__EXERCISE OBJECTIVE__. Report, in full, each line of the material below in which the string "dark" occurs.

Start of DATA FOR THE TASK

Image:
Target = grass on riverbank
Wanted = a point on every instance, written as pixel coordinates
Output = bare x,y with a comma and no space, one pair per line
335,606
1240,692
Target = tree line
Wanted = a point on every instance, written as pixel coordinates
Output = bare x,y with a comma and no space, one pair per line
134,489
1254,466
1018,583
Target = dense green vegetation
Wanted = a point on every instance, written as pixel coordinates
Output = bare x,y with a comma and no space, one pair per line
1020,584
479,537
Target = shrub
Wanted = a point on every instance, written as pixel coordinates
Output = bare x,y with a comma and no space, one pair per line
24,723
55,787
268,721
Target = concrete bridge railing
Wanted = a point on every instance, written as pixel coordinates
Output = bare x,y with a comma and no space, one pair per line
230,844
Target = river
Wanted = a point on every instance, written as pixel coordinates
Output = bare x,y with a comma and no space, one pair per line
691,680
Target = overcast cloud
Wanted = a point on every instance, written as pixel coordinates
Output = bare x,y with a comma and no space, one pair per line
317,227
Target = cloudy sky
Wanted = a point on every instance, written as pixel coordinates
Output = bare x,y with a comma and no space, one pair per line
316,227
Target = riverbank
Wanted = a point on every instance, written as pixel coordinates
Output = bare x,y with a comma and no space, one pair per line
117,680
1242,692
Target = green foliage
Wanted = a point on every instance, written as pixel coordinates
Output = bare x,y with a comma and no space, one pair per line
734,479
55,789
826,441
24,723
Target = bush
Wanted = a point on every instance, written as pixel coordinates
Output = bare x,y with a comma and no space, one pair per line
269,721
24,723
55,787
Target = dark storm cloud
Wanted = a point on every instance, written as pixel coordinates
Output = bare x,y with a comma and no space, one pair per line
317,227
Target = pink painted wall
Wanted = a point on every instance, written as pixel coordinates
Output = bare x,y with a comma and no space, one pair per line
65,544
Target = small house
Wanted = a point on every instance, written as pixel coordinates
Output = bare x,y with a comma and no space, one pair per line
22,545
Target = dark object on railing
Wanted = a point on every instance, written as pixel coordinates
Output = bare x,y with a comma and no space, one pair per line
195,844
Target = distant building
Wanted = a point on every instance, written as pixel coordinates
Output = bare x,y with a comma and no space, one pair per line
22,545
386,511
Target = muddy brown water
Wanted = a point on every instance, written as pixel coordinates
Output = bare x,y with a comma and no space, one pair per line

End of DATA FOR THE TASK

__EXERCISE ANSWER__.
Target = dark storm cloud
Target = dark object on railing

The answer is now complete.